What you give back must match the data exactly, minus the pictures.

Top of Provided information

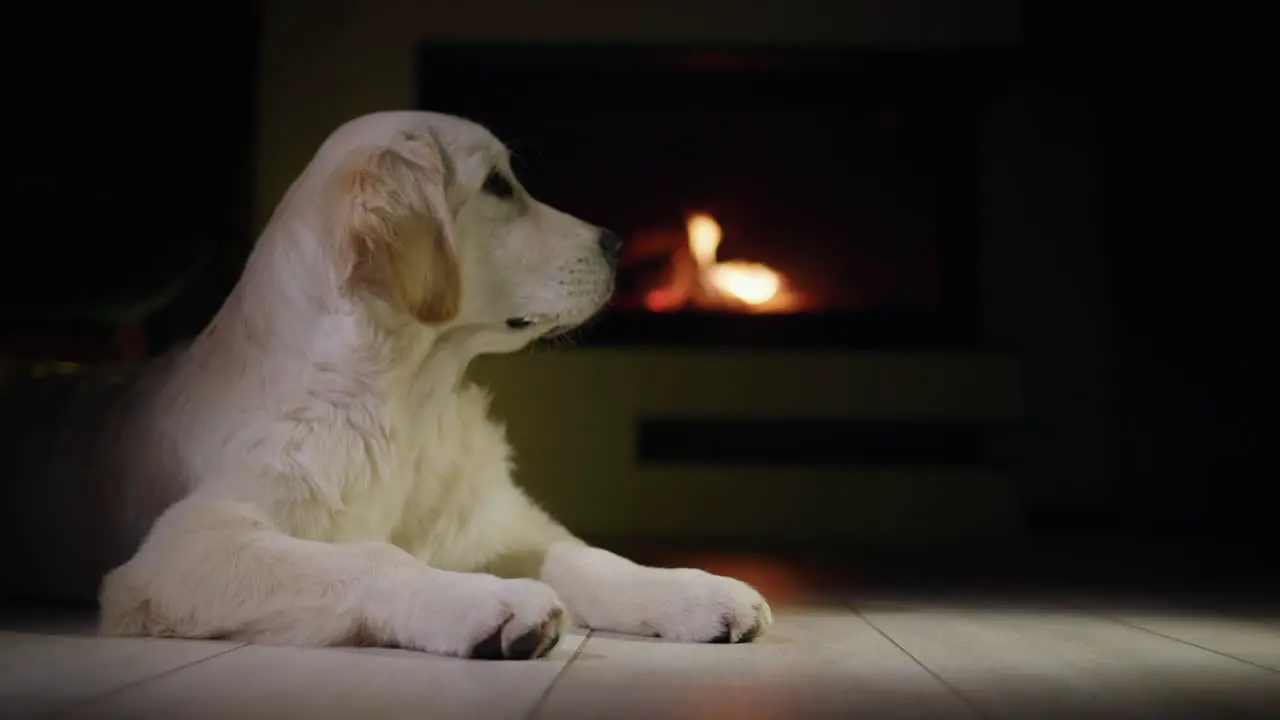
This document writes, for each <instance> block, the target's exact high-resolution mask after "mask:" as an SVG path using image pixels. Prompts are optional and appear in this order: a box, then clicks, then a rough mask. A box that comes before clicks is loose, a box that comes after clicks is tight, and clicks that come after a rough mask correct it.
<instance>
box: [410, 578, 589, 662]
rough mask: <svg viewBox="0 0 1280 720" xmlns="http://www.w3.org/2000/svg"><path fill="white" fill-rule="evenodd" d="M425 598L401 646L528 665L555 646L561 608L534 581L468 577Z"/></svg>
mask: <svg viewBox="0 0 1280 720" xmlns="http://www.w3.org/2000/svg"><path fill="white" fill-rule="evenodd" d="M457 583H458V587H449V588H447V589H443V591H440V592H439V593H438V594H436V596H435V597H431V598H428V601H426V607H422V609H420V611H419V612H415V614H413V615H415V618H416V619H417V623H415V625H416V626H413V628H412V630H411V632H410V633H408V634H410V638H408V642H406V643H404V644H407V646H410V647H415V648H417V650H425V651H428V652H436V653H440V655H453V656H460V657H474V659H477V660H532V659H536V657H543V656H544V655H547V653H548V652H550V651H552V648H554V647H556V644H557V643H558V642H559V635H561V629H562V625H563V623H564V609H563V606H562V605H561V602H559V598H558V597H557V594H556V591H553V589H552V588H550V587H548V585H545V584H543V583H539V582H538V580H525V579H521V580H504V579H498V578H494V577H484V575H470V577H465V578H461V577H460V578H458V579H457Z"/></svg>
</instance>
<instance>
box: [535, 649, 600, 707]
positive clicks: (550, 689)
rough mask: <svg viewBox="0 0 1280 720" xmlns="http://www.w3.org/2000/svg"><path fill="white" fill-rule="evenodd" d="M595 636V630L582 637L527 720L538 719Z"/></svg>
mask: <svg viewBox="0 0 1280 720" xmlns="http://www.w3.org/2000/svg"><path fill="white" fill-rule="evenodd" d="M594 634H595V630H588V632H586V635H584V637H582V642H580V643H577V650H575V651H573V655H571V656H568V660H566V661H564V666H563V667H561V670H559V673H556V676H554V678H552V682H550V683H548V684H547V689H545V691H543V692H541V694H539V696H538V700H536V701H534V706H532V707H531V708H530V710H529V715H526V716H525V717H526V720H534V717H538V714H539V712H541V710H543V706H544V705H547V700H548V698H550V696H552V691H553V689H556V685H557V684H558V683H559V679H561V678H563V676H564V674H566V673H568V667H570V665H573V661H576V660H577V656H579V655H582V650H585V648H586V643H588V642H590V641H591V635H594Z"/></svg>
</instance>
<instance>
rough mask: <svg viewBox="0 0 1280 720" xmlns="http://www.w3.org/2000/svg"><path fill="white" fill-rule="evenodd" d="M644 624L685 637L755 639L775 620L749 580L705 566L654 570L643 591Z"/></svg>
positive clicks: (703, 639)
mask: <svg viewBox="0 0 1280 720" xmlns="http://www.w3.org/2000/svg"><path fill="white" fill-rule="evenodd" d="M643 594H644V606H645V607H644V610H643V614H644V620H643V621H641V628H643V629H646V630H650V632H652V634H655V635H658V637H660V638H668V639H673V641H682V642H703V643H741V642H751V641H753V639H755V638H756V637H758V635H760V634H762V633H764V632H765V630H768V628H769V625H772V624H773V611H772V610H769V603H768V602H765V600H764V597H763V596H762V594H760V593H759V592H756V591H755V588H753V587H751V585H749V584H746V583H744V582H741V580H735V579H733V578H724V577H722V575H713V574H710V573H707V571H703V570H694V569H680V570H655V575H654V579H653V580H652V584H649V585H648V587H646V588H645V591H644V593H643Z"/></svg>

Bottom of Provided information

§ Result
This document writes, for each <instance> block, the target's exact high-resolution mask after "mask:" as an SVG path using image pixels. Prompts are optional and appear in this order: a box, then clicks, then a rough mask. A box that comes before clicks is loose, a box that comes after clicks is tight, and clicks that come after a rough mask correct it.
<instance>
box: [410, 578, 589, 662]
rough mask: <svg viewBox="0 0 1280 720" xmlns="http://www.w3.org/2000/svg"><path fill="white" fill-rule="evenodd" d="M425 598L401 646L528 665L555 646L561 608L534 581L468 577Z"/></svg>
mask: <svg viewBox="0 0 1280 720" xmlns="http://www.w3.org/2000/svg"><path fill="white" fill-rule="evenodd" d="M457 583H458V587H449V588H447V589H443V591H440V592H439V593H438V594H436V596H435V597H431V598H428V601H426V607H422V609H420V611H419V612H415V614H413V615H415V618H416V619H417V623H415V625H416V626H413V628H412V630H411V632H410V633H408V634H410V638H408V642H406V643H404V644H407V646H410V647H415V648H417V650H425V651H428V652H436V653H440V655H453V656H460V657H474V659H477V660H532V659H536V657H543V656H544V655H547V653H548V652H550V651H552V648H554V647H556V644H557V643H558V642H559V635H561V629H562V625H563V623H564V609H563V606H562V605H561V602H559V598H558V597H557V594H556V591H553V589H552V588H550V587H548V585H545V584H543V583H539V582H538V580H525V579H521V580H504V579H498V578H494V577H484V575H470V577H465V578H461V577H460V578H458V579H457Z"/></svg>
</instance>
<instance>
box: [535, 649, 600, 707]
positive clicks: (550, 689)
rough mask: <svg viewBox="0 0 1280 720" xmlns="http://www.w3.org/2000/svg"><path fill="white" fill-rule="evenodd" d="M595 636V630L582 637L527 720L538 719Z"/></svg>
mask: <svg viewBox="0 0 1280 720" xmlns="http://www.w3.org/2000/svg"><path fill="white" fill-rule="evenodd" d="M594 634H595V630H588V632H586V635H584V637H582V642H580V643H577V650H575V651H573V655H571V656H568V660H566V661H564V666H563V667H561V670H559V673H556V676H554V678H552V682H550V683H548V684H547V689H545V691H543V692H541V694H539V696H538V700H536V701H534V706H532V707H531V708H530V710H529V715H526V716H525V717H526V720H534V717H538V714H539V712H541V710H543V706H544V705H547V700H548V698H550V696H552V691H553V689H556V685H557V684H558V683H559V679H561V678H563V676H564V674H566V673H568V667H570V665H573V661H576V660H577V656H579V655H582V650H585V648H586V643H588V642H590V641H591V635H594Z"/></svg>
</instance>
<instance>
rough mask: <svg viewBox="0 0 1280 720" xmlns="http://www.w3.org/2000/svg"><path fill="white" fill-rule="evenodd" d="M644 624L685 637L755 639L775 620L749 580L705 566L654 570L643 591Z"/></svg>
positive clicks: (703, 639)
mask: <svg viewBox="0 0 1280 720" xmlns="http://www.w3.org/2000/svg"><path fill="white" fill-rule="evenodd" d="M643 594H644V606H645V607H644V610H643V614H644V620H643V621H641V628H643V629H646V630H650V632H652V634H655V635H658V637H660V638H668V639H673V641H682V642H703V643H741V642H751V641H753V639H755V638H756V637H758V635H760V634H762V633H764V632H765V630H768V628H769V625H772V624H773V611H772V610H769V603H768V602H765V600H764V597H763V596H762V594H760V593H759V592H756V591H755V588H753V587H751V585H749V584H746V583H744V582H741V580H735V579H733V578H724V577H722V575H713V574H710V573H707V571H703V570H694V569H680V570H655V575H654V579H653V580H652V584H649V585H648V587H646V588H645V591H644V593H643Z"/></svg>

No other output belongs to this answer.